Give back exactly the lines from the one holding "Category: ripped blue jeans" to the last line of the entries, both included, and nothing more.

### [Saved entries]
++++++++
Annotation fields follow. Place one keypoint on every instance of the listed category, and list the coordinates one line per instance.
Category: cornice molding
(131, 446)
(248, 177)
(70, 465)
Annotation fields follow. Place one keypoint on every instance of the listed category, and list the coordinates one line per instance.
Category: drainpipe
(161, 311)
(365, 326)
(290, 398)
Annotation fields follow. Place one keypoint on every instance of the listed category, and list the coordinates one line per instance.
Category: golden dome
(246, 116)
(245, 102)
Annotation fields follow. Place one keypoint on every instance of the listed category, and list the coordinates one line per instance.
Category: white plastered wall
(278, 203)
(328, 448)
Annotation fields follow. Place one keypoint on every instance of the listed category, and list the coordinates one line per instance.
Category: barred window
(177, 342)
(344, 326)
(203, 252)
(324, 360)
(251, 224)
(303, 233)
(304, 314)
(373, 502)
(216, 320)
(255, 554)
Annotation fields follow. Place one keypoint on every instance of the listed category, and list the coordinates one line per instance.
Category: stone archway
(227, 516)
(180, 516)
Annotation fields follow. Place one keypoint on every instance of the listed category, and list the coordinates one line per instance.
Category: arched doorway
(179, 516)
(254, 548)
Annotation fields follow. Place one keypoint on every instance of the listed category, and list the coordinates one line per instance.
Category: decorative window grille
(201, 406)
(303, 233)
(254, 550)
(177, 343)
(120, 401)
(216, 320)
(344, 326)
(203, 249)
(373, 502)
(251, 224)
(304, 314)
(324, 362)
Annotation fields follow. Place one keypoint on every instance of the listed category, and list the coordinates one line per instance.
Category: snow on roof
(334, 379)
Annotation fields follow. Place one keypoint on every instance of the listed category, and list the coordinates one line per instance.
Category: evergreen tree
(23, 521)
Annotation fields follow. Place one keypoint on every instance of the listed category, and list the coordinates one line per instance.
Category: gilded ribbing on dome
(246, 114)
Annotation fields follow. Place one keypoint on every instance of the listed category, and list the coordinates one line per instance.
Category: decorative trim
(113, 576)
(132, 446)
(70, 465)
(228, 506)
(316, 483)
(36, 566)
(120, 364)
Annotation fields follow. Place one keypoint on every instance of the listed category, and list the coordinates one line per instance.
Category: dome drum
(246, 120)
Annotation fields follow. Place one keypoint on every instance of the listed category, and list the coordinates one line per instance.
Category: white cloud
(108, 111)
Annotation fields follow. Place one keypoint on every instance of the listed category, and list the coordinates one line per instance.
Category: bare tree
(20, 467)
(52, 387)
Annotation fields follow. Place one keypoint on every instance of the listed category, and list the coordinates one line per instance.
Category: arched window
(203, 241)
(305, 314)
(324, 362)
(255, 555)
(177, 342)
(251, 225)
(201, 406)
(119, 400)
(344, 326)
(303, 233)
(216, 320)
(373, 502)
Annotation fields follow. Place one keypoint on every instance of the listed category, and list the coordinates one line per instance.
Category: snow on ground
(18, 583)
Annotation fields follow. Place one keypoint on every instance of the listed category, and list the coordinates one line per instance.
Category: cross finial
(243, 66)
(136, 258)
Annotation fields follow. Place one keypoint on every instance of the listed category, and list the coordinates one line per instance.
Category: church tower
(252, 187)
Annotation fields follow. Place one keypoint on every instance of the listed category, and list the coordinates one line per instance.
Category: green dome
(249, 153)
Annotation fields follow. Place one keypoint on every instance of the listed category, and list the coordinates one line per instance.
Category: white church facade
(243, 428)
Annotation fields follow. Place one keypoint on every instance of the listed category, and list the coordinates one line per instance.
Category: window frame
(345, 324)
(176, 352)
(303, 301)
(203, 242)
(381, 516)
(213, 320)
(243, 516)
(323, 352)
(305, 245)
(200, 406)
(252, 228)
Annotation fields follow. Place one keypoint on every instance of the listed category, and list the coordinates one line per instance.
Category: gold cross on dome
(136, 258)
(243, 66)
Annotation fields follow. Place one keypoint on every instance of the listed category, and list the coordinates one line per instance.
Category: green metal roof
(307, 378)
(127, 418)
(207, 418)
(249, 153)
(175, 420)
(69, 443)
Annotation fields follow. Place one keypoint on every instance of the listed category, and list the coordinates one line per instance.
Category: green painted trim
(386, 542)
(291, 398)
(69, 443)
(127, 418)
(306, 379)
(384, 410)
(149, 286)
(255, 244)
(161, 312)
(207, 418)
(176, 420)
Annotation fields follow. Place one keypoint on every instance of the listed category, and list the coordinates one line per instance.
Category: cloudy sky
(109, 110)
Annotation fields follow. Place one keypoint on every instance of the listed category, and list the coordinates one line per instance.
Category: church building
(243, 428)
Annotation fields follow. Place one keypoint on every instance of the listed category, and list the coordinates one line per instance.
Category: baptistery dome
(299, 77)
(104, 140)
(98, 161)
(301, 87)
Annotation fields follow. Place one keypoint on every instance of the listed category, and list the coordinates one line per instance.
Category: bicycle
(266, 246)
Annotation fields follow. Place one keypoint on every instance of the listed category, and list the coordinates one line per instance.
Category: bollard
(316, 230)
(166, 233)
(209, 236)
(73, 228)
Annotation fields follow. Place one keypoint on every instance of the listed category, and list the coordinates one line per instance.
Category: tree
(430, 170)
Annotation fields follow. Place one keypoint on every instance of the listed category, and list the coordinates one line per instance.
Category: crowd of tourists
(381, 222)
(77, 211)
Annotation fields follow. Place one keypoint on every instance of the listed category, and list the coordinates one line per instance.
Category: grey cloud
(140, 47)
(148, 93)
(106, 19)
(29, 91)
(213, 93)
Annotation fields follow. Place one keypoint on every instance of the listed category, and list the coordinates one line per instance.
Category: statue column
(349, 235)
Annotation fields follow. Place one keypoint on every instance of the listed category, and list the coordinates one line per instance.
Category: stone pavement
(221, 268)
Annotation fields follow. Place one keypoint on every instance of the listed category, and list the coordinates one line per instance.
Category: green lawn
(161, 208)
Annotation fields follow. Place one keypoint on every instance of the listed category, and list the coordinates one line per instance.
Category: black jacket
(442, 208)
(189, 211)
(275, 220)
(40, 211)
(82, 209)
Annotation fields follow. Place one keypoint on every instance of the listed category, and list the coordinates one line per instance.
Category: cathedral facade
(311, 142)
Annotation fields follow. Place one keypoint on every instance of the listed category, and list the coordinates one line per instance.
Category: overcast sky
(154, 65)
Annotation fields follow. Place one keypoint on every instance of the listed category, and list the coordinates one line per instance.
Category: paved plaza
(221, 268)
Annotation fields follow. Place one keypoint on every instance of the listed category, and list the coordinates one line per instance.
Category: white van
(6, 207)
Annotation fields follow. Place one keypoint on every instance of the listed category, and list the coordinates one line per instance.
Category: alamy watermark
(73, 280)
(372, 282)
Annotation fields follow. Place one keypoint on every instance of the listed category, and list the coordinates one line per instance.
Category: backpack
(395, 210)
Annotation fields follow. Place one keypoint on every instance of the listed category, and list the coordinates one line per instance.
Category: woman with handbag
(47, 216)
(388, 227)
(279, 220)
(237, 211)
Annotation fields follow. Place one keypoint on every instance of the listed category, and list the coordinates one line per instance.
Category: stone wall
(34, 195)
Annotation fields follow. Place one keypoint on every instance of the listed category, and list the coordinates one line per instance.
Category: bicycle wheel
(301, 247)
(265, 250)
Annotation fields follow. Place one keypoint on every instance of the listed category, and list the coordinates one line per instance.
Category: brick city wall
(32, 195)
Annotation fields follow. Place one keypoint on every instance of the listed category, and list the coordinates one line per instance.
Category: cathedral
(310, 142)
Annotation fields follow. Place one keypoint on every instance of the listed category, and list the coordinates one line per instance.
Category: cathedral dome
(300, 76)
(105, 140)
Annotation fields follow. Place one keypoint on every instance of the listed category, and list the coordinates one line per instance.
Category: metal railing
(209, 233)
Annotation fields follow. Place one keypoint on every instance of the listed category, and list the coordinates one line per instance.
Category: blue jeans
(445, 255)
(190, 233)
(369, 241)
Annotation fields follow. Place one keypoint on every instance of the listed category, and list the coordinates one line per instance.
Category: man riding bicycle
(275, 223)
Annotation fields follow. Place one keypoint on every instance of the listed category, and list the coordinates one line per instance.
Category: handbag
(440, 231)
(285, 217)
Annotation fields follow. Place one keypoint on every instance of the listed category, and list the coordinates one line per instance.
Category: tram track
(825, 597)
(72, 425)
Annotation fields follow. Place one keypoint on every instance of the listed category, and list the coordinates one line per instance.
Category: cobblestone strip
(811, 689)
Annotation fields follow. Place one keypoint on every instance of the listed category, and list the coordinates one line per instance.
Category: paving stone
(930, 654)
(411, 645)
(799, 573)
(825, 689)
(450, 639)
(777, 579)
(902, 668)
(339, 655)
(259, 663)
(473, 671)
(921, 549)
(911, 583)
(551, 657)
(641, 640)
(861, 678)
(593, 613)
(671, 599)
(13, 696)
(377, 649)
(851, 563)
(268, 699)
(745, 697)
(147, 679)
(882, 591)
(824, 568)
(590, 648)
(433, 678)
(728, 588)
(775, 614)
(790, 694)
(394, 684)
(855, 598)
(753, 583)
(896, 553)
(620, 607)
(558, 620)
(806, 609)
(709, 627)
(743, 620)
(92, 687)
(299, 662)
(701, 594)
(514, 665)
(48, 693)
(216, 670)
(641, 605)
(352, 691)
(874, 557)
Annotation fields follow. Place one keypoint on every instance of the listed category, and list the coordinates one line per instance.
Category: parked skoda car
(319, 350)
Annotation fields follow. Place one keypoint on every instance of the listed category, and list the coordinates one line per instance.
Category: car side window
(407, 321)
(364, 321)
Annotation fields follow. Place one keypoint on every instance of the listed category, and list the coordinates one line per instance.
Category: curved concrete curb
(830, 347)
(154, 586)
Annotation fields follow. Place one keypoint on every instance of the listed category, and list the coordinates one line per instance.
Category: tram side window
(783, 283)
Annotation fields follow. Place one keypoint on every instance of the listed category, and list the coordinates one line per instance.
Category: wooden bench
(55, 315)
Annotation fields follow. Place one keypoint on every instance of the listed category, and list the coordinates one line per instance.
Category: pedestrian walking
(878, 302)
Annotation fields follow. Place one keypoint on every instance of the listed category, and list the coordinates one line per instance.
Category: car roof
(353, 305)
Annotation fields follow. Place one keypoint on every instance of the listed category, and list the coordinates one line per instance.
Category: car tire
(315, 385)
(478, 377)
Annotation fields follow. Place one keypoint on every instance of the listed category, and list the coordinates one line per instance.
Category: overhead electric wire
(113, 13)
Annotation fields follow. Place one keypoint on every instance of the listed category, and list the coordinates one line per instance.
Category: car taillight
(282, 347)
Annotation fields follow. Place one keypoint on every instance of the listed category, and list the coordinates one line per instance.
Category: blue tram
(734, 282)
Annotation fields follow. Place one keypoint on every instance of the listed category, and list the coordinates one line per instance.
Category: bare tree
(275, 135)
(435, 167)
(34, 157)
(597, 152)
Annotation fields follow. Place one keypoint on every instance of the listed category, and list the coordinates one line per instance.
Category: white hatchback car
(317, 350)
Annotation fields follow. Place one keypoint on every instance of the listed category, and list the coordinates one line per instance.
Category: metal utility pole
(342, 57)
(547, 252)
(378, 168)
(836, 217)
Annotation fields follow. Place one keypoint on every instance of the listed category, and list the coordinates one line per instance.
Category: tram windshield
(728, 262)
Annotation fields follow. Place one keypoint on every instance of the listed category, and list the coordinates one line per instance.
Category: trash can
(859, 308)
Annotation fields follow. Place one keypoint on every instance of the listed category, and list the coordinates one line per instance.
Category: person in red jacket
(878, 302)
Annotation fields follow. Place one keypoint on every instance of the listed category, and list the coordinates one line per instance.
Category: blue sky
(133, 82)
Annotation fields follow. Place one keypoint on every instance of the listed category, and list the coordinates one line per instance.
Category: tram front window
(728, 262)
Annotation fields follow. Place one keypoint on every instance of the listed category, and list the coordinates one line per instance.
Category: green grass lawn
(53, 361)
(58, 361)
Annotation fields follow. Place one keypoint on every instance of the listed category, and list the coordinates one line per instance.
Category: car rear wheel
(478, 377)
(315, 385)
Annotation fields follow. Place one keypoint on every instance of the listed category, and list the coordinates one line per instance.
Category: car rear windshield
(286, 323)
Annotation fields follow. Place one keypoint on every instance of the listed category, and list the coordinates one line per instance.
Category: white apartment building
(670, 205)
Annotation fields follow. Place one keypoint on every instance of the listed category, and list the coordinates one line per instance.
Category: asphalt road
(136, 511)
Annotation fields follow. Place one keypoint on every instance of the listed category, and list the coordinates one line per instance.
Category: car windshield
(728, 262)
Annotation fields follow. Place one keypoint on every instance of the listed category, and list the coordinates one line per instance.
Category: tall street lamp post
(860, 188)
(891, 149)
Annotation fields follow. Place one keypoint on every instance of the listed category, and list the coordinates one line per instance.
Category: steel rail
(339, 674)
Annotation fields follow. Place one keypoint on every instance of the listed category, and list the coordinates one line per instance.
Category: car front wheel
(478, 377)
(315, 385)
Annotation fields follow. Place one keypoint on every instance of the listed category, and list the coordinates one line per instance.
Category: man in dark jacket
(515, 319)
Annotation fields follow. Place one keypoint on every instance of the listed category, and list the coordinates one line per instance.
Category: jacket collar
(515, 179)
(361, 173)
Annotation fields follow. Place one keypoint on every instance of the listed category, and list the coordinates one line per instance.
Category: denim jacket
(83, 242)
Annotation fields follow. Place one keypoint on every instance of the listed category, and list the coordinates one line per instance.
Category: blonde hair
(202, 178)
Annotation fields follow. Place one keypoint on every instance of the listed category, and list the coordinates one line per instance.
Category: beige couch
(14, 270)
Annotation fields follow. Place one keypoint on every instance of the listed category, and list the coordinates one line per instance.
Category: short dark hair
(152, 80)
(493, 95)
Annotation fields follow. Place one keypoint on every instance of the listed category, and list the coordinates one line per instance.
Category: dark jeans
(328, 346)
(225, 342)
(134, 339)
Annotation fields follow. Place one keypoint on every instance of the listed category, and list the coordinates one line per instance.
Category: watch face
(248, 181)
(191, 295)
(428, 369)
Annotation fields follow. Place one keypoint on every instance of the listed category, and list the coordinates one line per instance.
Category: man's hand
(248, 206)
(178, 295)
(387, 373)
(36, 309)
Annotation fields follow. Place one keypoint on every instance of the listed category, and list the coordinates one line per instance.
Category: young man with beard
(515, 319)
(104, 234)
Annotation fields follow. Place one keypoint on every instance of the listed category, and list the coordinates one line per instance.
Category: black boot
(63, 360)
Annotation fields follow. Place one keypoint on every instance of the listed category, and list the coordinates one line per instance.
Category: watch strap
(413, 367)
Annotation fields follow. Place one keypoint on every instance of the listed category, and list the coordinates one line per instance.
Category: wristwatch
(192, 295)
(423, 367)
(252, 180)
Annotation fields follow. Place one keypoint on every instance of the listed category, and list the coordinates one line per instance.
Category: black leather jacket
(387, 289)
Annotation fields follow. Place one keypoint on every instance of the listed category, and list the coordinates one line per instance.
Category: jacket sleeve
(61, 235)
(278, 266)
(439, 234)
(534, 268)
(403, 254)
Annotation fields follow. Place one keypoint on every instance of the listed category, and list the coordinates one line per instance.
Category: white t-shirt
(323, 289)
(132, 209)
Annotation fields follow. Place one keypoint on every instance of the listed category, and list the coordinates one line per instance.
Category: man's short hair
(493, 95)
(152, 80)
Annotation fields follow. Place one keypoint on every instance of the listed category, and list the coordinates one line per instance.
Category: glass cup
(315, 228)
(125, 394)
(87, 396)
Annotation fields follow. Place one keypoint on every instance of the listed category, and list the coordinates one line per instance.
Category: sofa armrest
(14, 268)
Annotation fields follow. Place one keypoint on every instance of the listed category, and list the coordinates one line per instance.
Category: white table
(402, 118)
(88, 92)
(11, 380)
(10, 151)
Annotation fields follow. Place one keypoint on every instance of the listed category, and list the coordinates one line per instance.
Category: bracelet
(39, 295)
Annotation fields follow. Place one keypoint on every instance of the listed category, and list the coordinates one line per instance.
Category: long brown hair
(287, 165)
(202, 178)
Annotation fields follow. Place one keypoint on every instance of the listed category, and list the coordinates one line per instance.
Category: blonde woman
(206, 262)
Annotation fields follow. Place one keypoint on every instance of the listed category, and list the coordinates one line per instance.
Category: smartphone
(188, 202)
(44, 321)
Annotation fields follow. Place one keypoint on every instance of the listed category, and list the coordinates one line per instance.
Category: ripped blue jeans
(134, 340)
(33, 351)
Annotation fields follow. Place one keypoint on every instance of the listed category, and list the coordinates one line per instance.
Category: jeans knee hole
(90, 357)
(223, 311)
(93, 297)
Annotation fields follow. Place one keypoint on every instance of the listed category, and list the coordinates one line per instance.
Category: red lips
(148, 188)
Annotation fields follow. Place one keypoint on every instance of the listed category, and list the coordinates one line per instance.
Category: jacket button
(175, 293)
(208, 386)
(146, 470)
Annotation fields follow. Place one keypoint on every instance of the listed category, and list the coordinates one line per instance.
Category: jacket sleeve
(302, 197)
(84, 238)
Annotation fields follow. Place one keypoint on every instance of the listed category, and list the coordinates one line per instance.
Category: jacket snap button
++++++++
### [Exercise solution]
Category: ripped blue jeans
(134, 340)
(33, 351)
Annotation fields follow. Place one keypoint on every instance of the listed category, and list the coordinates one line per instance.
Category: jeans knee hole
(90, 357)
(223, 311)
(93, 297)
Annotation fields follow. Place one keypoint on every instance of the listed category, and list the coordinates one line per instance.
Category: red lips
(148, 188)
Annotation fields follow. Place one keypoint on every instance of the listed category, and list the coordinates one line per instance.
Category: jacket button
(175, 293)
(208, 386)
(146, 470)
Annotation fields follow. Place one keypoint on every instance of the listed category, and list the coordinates one line per instance.
Category: jacket sleeve
(302, 197)
(84, 238)
Annotation fields follow. Place one keypoint on every instance of the listed category, and list the coordinates one line per instance.
Category: jacket snap button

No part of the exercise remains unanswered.